Records
- - -

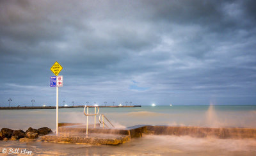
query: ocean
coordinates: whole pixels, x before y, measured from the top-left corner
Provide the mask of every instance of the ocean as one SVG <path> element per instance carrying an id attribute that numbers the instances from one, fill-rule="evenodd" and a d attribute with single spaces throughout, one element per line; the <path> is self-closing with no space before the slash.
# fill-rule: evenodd
<path id="1" fill-rule="evenodd" d="M 136 125 L 256 128 L 256 105 L 172 105 L 99 108 L 116 127 Z M 86 123 L 83 108 L 60 109 L 59 122 Z M 90 108 L 93 113 L 94 109 Z M 97 121 L 99 122 L 98 116 Z M 94 117 L 89 118 L 90 123 Z M 0 110 L 0 128 L 26 130 L 48 127 L 56 130 L 56 109 Z M 118 146 L 15 141 L 0 141 L 3 148 L 27 148 L 36 155 L 256 155 L 256 140 L 151 136 Z"/>

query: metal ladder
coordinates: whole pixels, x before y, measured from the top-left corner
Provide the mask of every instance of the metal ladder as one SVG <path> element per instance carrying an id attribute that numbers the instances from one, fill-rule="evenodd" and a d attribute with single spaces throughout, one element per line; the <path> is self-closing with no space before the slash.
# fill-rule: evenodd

- - -

Instructions for the task> Copy out word for word everything from the start of the rows down to the line that contains "136 125 L 256", with both ends included. Leave the pictures out.

Exercise result>
query: ocean
coordinates: whole pixels, x before y, measured from the top-left corner
Provide the mask of every instance of the ocean as one SVG <path> element per instance carrying an id attribute that numbers the instances from one, fill-rule="evenodd" and a d attribute with single spaces throughout, one element per line; the <path> is self-closing with no space before the slash.
# fill-rule: evenodd
<path id="1" fill-rule="evenodd" d="M 136 125 L 256 128 L 256 105 L 172 105 L 99 108 L 116 127 Z M 86 123 L 83 108 L 60 109 L 59 122 Z M 90 108 L 93 113 L 94 109 Z M 97 121 L 99 122 L 98 116 Z M 94 117 L 89 118 L 90 123 Z M 0 110 L 0 128 L 26 130 L 48 127 L 56 130 L 56 109 Z M 118 146 L 15 141 L 0 141 L 3 148 L 27 148 L 36 155 L 256 155 L 256 140 L 151 136 Z"/>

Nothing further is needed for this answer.